* [Work instructions] Rewrite every line of the entries, starting at the line containing "The query is: white surface" and ending at the line containing "[0,0,89,259]", with both ends included. Keep the lines without coordinates unchanged, and shift each bounding box coordinate in the answers up by 47.
══ Exercise input ══
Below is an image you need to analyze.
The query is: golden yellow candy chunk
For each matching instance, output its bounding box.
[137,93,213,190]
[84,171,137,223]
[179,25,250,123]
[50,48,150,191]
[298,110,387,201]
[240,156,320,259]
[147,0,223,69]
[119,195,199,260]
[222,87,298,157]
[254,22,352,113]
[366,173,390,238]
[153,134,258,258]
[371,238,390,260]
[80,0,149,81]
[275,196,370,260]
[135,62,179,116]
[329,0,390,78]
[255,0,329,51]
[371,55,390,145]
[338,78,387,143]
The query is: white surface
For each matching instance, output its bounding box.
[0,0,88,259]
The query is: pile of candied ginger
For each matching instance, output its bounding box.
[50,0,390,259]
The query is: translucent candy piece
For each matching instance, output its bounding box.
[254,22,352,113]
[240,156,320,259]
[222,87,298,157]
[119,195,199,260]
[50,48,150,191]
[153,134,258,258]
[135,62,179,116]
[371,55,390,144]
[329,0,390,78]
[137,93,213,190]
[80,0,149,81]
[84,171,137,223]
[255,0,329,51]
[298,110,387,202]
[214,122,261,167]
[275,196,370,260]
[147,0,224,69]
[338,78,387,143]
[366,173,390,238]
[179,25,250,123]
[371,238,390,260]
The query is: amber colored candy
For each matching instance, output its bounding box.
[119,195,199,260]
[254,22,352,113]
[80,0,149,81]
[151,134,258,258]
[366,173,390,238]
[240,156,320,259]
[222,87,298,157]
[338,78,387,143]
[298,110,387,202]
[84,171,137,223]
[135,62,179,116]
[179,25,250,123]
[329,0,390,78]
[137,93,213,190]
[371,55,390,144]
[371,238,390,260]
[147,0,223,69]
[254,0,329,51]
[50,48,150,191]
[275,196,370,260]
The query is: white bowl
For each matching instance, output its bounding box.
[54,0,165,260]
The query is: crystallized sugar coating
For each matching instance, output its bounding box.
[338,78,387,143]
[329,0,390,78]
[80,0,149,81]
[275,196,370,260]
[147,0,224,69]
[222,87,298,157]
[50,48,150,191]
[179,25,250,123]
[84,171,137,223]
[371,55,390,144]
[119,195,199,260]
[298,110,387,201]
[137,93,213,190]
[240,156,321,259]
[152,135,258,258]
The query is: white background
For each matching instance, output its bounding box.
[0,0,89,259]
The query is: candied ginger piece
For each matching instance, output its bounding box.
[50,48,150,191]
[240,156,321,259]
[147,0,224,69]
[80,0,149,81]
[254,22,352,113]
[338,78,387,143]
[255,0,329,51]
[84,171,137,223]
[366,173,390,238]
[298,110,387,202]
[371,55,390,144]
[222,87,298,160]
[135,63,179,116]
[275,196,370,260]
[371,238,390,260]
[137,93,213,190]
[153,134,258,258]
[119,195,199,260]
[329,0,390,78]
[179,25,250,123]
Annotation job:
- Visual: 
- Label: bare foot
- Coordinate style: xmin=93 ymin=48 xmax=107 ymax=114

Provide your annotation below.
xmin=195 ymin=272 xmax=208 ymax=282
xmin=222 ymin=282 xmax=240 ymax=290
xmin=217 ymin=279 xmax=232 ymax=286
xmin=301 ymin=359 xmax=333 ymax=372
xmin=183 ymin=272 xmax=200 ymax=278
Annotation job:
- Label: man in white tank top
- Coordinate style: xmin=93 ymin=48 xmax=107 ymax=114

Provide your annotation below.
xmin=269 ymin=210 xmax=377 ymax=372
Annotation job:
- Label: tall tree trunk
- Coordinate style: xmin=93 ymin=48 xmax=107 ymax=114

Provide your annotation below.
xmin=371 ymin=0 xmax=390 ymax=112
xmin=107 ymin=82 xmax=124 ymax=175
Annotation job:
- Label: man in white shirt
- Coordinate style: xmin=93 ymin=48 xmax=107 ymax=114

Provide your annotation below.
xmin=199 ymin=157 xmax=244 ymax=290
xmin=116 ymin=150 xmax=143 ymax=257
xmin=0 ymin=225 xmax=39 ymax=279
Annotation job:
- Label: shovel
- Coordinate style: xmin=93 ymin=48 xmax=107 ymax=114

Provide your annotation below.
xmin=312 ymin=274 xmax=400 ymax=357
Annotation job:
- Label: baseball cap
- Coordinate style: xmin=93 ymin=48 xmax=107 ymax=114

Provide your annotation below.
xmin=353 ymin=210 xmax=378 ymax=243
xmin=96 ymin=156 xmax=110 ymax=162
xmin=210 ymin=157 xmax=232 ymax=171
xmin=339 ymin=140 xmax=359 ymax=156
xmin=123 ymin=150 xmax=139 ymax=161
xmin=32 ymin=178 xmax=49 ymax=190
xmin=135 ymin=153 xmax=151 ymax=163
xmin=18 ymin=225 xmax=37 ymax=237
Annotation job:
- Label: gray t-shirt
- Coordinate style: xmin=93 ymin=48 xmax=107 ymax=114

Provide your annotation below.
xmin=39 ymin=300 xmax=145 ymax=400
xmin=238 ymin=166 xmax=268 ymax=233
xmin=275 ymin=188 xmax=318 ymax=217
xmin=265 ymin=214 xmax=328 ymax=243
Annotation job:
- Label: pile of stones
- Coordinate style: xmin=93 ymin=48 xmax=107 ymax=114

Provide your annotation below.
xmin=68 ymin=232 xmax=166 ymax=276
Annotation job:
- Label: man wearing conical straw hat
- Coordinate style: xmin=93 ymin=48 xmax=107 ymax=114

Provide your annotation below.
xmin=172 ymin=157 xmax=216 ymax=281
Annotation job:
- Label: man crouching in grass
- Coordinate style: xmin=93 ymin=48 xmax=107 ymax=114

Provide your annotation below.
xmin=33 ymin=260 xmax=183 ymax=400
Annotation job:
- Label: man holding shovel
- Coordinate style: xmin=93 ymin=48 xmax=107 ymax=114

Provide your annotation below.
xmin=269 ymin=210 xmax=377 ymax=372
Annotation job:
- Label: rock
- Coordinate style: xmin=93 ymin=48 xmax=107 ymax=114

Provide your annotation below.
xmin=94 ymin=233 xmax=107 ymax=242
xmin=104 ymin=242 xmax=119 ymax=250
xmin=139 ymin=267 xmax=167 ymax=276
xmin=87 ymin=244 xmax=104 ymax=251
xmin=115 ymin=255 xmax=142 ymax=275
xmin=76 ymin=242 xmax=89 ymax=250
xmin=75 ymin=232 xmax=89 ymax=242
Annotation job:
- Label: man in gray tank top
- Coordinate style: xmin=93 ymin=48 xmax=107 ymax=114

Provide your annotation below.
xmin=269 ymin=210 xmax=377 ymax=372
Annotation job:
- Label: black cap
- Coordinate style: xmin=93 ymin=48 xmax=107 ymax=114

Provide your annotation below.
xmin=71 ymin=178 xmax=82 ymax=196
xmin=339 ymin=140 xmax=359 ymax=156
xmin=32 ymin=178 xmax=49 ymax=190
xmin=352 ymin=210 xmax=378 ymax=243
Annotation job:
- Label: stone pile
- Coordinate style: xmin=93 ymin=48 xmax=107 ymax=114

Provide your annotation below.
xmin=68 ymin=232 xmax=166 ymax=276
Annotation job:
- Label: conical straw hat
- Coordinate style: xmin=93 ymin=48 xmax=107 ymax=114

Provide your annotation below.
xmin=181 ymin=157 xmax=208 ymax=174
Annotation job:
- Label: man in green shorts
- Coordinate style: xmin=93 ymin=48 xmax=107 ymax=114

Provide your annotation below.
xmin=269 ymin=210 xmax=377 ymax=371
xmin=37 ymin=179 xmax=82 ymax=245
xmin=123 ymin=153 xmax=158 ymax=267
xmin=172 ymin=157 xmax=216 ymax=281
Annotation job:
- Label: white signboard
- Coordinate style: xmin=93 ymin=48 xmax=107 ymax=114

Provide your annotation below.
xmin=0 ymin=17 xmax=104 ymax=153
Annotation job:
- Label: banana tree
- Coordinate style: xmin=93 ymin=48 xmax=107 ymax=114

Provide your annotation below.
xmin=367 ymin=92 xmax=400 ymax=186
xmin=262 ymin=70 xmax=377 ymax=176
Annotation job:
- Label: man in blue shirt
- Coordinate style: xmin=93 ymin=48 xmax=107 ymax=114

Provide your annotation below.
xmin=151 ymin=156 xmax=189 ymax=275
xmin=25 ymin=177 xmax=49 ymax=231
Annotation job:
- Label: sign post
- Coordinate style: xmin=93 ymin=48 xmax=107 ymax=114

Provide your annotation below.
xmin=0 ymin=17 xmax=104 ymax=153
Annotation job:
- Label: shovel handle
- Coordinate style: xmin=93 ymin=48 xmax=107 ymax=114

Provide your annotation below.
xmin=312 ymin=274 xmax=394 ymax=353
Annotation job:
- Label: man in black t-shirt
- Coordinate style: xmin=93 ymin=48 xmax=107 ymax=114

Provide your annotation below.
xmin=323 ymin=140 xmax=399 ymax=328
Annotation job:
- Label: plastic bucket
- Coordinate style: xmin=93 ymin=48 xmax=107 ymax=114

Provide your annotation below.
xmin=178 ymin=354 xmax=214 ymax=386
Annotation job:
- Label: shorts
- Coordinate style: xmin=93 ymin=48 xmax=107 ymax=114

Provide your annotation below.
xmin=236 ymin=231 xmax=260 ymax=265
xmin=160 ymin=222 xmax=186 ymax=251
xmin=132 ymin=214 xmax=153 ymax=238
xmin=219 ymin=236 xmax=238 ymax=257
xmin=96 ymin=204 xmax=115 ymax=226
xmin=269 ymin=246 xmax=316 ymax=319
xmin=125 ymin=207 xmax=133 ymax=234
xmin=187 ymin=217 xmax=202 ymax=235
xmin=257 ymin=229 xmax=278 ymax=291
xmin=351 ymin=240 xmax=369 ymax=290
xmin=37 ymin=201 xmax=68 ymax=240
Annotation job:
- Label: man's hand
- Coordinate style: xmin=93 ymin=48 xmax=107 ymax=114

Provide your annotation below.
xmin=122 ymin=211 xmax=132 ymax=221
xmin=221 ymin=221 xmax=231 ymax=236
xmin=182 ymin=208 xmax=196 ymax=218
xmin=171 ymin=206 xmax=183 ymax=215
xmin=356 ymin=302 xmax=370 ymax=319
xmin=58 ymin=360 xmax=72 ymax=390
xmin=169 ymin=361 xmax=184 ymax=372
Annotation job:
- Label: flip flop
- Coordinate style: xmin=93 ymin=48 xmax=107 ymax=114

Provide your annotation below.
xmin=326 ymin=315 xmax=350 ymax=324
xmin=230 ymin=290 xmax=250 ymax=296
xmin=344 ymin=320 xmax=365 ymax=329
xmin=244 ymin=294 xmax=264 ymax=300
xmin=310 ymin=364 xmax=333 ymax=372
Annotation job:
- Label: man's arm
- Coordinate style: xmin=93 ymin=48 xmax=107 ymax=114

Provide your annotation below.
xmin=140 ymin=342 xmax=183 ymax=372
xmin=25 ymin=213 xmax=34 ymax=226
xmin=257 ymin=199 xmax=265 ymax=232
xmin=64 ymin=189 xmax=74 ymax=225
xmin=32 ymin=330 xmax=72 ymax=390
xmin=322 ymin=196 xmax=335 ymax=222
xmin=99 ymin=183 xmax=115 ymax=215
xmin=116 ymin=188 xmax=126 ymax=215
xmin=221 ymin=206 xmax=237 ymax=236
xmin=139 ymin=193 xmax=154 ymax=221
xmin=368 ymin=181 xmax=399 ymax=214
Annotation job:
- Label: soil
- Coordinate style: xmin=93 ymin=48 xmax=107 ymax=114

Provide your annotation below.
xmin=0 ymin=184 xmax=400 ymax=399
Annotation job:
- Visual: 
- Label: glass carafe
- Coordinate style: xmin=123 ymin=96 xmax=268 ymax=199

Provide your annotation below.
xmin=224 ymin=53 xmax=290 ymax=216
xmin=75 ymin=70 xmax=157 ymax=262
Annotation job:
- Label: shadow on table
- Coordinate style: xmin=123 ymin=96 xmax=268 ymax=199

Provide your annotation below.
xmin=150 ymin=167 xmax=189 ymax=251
═══
* [Output of the task]
The query is: white surface
For each matching instance, output its bounding box.
[47,47,135,306]
The query is: pile of candied ginger
For each matching instance, output its bounding box.
[97,47,437,306]
The query is: translucent candy piece
For each matching instance, output its bounding box.
[301,69,399,160]
[287,203,367,306]
[269,134,345,204]
[166,242,246,307]
[97,95,197,238]
[200,181,305,305]
[182,109,226,163]
[418,102,437,191]
[376,47,437,125]
[184,140,260,237]
[127,47,196,128]
[131,218,184,270]
[302,47,376,98]
[345,157,434,249]
[261,169,308,214]
[322,243,417,307]
[194,47,271,116]
[385,125,434,190]
[413,220,437,285]
[226,72,297,170]
[418,285,437,307]
The query is: amber colored candy
For each matching instance, output its bounding box.
[166,242,246,307]
[301,69,399,160]
[127,47,196,128]
[198,181,305,305]
[413,220,437,285]
[287,203,367,306]
[269,134,345,204]
[385,125,434,190]
[345,157,434,249]
[131,218,184,270]
[182,109,226,163]
[226,72,297,170]
[376,47,437,125]
[184,140,260,237]
[418,102,437,191]
[418,285,437,307]
[194,47,270,116]
[301,47,376,98]
[97,95,197,238]
[322,243,417,307]
The query is: white bowl
For each matching instance, output its bounding box.
[101,47,212,307]
The query is: crystallized sugar coating
For each matching instance, output its bounding box.
[385,125,434,190]
[376,47,437,125]
[127,47,196,128]
[322,243,417,307]
[194,47,271,116]
[269,134,345,204]
[97,95,197,238]
[226,72,297,170]
[131,218,184,270]
[418,102,437,191]
[166,242,246,307]
[345,157,434,248]
[184,140,260,237]
[287,203,368,306]
[199,182,305,305]
The query is: white background
For each matching instance, output its bounding box.
[47,47,136,306]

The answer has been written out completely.